State how many lines of the data below contain the string "black", matching case exactly, and give only that number.

== Provided information

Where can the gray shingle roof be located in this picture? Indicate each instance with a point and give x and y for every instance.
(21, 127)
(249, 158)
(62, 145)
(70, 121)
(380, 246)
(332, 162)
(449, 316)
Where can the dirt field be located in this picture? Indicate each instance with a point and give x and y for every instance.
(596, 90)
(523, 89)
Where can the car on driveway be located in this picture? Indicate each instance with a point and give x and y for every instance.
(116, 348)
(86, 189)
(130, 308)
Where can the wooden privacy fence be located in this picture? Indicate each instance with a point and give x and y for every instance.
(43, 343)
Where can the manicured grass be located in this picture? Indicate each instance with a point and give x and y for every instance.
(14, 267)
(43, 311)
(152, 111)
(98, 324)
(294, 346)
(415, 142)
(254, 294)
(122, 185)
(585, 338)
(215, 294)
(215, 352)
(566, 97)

====
== Provided information

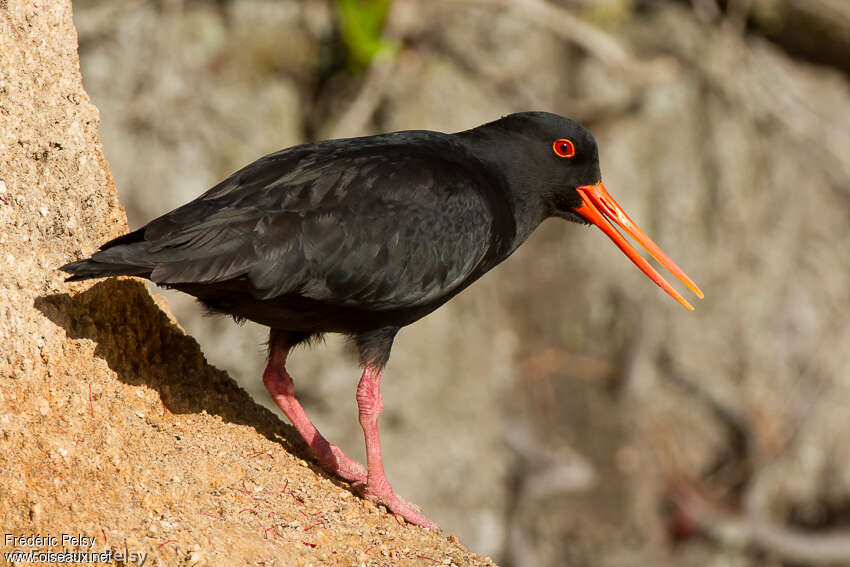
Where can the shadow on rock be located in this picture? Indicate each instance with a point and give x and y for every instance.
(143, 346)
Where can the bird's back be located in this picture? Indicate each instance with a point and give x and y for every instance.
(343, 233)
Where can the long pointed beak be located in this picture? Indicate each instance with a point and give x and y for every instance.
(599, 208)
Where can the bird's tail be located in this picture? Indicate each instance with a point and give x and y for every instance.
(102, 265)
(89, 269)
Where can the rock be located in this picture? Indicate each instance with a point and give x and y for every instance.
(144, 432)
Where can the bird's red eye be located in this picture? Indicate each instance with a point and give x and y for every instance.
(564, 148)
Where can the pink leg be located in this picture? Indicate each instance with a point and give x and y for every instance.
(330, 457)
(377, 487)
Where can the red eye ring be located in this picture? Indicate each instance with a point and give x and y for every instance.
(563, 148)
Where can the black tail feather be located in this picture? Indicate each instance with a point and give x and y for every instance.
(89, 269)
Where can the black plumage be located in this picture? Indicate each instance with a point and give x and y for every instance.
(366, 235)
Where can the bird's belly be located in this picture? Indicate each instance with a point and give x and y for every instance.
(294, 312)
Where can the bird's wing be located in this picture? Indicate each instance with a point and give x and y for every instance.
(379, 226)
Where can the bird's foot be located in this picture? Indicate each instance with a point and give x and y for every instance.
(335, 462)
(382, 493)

====

**The completed task**
2